# Hobbits Go Where When They Die?



## Persephone (Apr 21, 2004)

When Hobbits die where do they go again? I forgot...I know this was discussed somewhere...

Elves to Mandos, Dwarves in...I forgot but they do go to a certain place.

What about Hobbits?


----------



## Beleg (Apr 21, 2004)

Since Hobbits are supposedly a distant offshoot of the human race, I imagine their ultimate destination is beyond the circles of the world, like men.


----------



## Arvedui (Apr 21, 2004)

Since I am of the opinion that Hobbits did not appear in Middle-earth out of accident (read this thread: http://www.thetolkienforum.com/showthread.php?t=7510), I believe that their fate is decided by Eru himself. Considering that they are mortal, that will rule out the possibility of going to Valinor or Tol Eressëa, as the Firstborn do. The Dwarves have a special relationship with Aulë, and their fate is not known, but according to their belief it is decided by Aulë.
Hobbits have no special link that is known to any particular Vala.
That leaves Eru.
In other words, I agree with Beleg.


----------



## Aulë (Apr 21, 2004)

Arvedui said:


> The Dwarves have a special relationship with Aulë, and their fate is not known, but according to their belief it is decided by Aulë.


Their fate is to become attendants at various Starbucks stores around the world, and to lace the drinks with a mind control device so that by the year 2056, 80% of the world's population will be worshipping me instead of that upstart Manwë.


What? You thought it was coffee?


----------



## Persephone (Apr 21, 2004)

Ok, so this is the reason why I specifically _avoid _ starbucks! Dwarves...  

Anyway, Men and Hobbits are not supposed to be related since it is not like an origin of the species kinda thing. So I get it Hobbits don't go anywhere except the earth.

Ok, so what happened to Bilbo and Frodo and Samwise when they were taken away - were they turned into elves? I assumed they did not die since no reference was made. ANd they don't deserve to die at all.
^^^^^^^^
--- Exercise instructions ---
• A. In the forum thread, which Vala do the Dwarves believe decides their fate?
• B. Copy out the part of the entries that opens with the line containing "Would you mind indicating the weathered" and closes with the last line of the entries, both ends included.
The forum thread and the entries are separate material.

--- Input records ---
^^^^^^^^
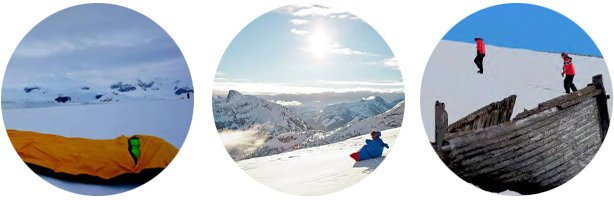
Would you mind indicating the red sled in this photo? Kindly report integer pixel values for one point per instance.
(354, 156)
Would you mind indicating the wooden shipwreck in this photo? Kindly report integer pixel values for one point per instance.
(562, 147)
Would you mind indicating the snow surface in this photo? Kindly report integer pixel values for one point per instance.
(171, 120)
(448, 74)
(322, 170)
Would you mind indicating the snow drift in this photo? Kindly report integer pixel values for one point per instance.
(322, 170)
(172, 120)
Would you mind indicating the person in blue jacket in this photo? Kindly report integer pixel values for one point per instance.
(373, 149)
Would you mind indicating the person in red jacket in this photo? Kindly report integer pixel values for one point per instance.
(481, 53)
(569, 73)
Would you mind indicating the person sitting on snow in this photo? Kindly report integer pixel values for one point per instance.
(373, 149)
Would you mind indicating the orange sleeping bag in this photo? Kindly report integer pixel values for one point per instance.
(93, 160)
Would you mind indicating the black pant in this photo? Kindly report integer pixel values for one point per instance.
(478, 61)
(568, 83)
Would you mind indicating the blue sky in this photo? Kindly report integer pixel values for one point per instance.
(574, 28)
(308, 48)
(63, 45)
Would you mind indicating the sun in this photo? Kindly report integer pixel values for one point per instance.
(319, 43)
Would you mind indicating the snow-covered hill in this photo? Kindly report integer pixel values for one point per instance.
(239, 112)
(459, 189)
(337, 115)
(323, 170)
(448, 74)
(171, 120)
(395, 117)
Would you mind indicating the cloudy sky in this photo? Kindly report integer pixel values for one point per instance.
(308, 48)
(59, 45)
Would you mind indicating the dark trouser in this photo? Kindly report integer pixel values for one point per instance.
(478, 61)
(568, 83)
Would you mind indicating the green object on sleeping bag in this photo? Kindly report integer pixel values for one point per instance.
(135, 145)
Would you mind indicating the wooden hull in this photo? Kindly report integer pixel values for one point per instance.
(563, 147)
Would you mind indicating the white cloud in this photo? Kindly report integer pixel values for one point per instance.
(298, 21)
(299, 32)
(287, 103)
(369, 19)
(336, 48)
(397, 63)
(49, 48)
(260, 88)
(343, 10)
(246, 139)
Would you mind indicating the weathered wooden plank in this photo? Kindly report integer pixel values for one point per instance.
(583, 93)
(492, 114)
(606, 130)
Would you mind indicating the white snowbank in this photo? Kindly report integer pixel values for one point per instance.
(448, 74)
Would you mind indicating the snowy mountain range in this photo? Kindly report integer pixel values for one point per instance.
^^^^^^^^
--- Solutions to the tasks ---
• A. Aulë.

• B.
Would you mind indicating the weathered wooden plank in this photo? Kindly report integer pixel values for one point per instance.
(583, 93)
(492, 114)
(606, 130)
Would you mind indicating the white snowbank in this photo? Kindly report integer pixel values for one point per instance.
(448, 74)
Would you mind indicating the snowy mountain range in this photo? Kindly report integer pixel values for one point per instance.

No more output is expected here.